* START *
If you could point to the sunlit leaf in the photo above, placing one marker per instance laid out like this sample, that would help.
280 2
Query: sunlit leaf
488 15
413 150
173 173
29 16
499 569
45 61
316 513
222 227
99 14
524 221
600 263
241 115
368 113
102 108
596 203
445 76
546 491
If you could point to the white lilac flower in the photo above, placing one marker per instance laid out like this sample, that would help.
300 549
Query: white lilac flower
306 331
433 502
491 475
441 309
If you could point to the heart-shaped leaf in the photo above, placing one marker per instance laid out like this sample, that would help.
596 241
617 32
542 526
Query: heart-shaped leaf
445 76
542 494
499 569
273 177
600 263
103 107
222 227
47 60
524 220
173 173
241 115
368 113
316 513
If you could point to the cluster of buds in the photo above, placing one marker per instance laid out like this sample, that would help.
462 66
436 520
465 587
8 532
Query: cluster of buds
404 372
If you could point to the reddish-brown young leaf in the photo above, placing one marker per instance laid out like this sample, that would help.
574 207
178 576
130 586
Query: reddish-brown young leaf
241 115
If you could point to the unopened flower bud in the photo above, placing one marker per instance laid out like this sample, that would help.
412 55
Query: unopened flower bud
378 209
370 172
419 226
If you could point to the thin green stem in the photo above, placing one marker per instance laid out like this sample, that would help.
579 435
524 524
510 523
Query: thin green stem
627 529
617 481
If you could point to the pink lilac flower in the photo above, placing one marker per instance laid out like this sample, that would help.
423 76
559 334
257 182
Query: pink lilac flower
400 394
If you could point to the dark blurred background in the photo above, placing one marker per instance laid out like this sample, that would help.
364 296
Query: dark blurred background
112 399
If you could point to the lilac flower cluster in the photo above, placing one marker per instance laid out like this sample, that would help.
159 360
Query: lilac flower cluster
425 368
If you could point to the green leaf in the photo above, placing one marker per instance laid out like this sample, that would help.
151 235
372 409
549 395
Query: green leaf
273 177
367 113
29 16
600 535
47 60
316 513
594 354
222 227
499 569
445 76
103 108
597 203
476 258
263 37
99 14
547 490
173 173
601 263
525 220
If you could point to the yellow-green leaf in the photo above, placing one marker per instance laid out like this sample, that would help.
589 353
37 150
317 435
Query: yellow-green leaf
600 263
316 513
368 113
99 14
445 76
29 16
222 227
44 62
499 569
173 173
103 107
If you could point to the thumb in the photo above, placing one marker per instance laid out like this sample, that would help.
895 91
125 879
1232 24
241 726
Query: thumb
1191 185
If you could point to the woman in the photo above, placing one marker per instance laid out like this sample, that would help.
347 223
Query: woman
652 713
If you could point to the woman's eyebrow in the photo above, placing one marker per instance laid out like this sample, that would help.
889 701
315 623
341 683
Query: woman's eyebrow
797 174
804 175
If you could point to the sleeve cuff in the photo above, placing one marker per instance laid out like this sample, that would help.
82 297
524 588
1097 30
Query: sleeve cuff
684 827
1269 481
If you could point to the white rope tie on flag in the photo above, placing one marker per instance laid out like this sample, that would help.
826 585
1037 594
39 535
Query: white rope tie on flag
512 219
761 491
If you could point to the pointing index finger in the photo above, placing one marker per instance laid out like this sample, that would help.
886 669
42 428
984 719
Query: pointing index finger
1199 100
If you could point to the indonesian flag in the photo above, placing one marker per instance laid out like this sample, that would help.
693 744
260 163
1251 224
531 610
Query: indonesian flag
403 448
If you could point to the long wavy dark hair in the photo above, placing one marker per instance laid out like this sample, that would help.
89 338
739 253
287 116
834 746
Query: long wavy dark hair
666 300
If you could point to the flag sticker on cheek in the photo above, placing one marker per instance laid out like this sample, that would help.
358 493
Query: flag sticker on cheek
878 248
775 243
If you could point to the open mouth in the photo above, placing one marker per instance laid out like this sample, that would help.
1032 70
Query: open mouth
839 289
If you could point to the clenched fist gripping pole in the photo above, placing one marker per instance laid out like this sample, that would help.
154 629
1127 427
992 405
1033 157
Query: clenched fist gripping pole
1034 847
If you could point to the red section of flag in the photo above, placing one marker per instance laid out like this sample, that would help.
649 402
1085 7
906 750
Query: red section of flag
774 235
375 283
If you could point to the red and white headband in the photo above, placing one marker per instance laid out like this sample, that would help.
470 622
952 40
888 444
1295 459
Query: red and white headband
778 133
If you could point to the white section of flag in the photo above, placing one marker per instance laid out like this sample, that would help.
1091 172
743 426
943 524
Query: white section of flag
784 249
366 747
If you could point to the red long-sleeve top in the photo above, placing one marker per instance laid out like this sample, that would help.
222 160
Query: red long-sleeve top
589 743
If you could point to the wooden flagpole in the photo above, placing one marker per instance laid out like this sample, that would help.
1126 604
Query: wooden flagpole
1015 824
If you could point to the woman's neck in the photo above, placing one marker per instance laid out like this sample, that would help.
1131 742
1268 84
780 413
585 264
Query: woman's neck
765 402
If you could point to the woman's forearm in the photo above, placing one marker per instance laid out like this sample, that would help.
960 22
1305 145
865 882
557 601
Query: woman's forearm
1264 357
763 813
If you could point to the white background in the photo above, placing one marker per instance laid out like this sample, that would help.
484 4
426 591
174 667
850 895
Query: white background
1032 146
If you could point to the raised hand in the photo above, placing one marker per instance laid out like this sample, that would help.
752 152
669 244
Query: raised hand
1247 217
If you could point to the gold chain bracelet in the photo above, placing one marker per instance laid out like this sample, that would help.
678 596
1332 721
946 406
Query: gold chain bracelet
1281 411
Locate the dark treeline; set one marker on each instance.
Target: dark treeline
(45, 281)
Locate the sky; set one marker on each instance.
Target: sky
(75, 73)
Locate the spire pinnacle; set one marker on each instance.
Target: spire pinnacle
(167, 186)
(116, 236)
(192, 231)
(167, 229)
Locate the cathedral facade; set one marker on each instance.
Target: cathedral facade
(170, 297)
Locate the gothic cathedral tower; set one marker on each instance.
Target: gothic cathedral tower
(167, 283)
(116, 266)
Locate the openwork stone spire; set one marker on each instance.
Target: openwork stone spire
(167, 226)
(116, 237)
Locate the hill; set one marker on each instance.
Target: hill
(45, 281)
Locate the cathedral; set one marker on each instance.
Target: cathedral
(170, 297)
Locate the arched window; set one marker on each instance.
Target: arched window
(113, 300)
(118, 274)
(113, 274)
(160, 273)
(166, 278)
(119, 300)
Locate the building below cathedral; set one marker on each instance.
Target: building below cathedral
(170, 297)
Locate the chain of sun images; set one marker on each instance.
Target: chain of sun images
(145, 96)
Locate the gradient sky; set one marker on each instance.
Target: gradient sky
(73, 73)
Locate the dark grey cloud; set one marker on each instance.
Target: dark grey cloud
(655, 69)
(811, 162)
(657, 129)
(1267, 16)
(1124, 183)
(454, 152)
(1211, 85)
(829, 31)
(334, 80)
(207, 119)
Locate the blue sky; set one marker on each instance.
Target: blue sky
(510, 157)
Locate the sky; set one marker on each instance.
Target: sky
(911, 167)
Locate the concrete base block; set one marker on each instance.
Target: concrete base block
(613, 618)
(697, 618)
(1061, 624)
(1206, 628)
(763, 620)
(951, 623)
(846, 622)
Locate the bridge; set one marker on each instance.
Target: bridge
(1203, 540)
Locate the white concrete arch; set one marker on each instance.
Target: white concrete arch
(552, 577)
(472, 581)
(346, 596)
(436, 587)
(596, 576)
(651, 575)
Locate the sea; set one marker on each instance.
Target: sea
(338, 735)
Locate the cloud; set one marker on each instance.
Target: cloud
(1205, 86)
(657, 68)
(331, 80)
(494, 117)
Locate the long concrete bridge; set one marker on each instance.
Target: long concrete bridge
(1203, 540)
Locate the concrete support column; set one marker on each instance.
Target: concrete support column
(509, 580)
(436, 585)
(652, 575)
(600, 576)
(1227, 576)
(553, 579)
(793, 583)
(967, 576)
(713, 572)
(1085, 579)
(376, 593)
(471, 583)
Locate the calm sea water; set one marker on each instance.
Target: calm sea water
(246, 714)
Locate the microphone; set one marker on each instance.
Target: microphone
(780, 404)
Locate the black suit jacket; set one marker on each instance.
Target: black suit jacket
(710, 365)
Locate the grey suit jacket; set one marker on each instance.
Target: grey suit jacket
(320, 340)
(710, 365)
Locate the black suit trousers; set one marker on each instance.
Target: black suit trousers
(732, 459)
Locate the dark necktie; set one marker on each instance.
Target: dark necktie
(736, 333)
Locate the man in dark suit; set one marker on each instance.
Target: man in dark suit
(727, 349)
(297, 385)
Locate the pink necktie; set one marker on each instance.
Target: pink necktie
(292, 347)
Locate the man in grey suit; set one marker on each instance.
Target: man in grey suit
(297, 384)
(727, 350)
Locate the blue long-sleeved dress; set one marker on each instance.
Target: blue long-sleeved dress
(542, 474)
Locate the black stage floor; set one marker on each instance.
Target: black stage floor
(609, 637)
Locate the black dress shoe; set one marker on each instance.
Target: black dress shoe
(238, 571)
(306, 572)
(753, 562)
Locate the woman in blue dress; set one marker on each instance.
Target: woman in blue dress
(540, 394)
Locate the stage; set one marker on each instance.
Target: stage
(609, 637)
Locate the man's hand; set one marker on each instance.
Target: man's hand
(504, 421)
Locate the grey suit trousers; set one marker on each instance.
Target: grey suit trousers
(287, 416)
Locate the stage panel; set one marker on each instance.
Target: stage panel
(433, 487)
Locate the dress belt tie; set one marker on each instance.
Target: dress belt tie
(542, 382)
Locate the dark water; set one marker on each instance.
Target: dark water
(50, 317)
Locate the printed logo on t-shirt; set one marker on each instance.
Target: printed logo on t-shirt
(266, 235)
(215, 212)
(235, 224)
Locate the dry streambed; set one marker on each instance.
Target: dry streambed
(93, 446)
* END *
■ **SHORT PROBLEM**:
Format the lines of the items above, from the line containing "Locate the black dress" through the end of the items, as a Markdown table with the columns Row and Line. Number each line in Row, put its text in Line, and omit blank lines.

■ **RESULT OF THE EXERCISE**:
| Row | Line |
|---|---|
| 1 | Locate the black dress shoe; set one marker on each instance. |
| 2 | Target: black dress shoe |
| 3 | (238, 571) |
| 4 | (306, 572) |
| 5 | (753, 562) |
| 6 | Locate the woman in blue dress; set one marker on each instance. |
| 7 | Target: woman in blue dress |
| 8 | (540, 394) |
| 9 | Locate the stage; set one marker on each instance. |
| 10 | Target: stage |
| 11 | (609, 637) |
| 12 | Locate the man's hand; set one marker on each instance. |
| 13 | Target: man's hand |
| 14 | (504, 421) |
| 15 | Locate the grey suit trousers; set one marker on each instance. |
| 16 | Target: grey suit trousers |
| 17 | (287, 416) |
| 18 | Locate the stage panel; set one marker on each instance. |
| 19 | Target: stage panel |
| 20 | (433, 487) |
| 21 | Locate the dress belt tie; set one marker on each instance. |
| 22 | Target: dress belt tie |
| 23 | (542, 382) |
| 24 | Locate the dark water; set one marker on each instance. |
| 25 | Target: dark water |
| 26 | (50, 317) |
| 27 | Locate the printed logo on t-shirt; set one marker on each instance. |
| 28 | Target: printed logo on t-shirt |
| 29 | (266, 235) |
| 30 | (215, 212) |
| 31 | (235, 224) |
| 32 | Locate the dry streambed; set one marker on each instance. |
| 33 | Target: dry streambed |
| 34 | (93, 446) |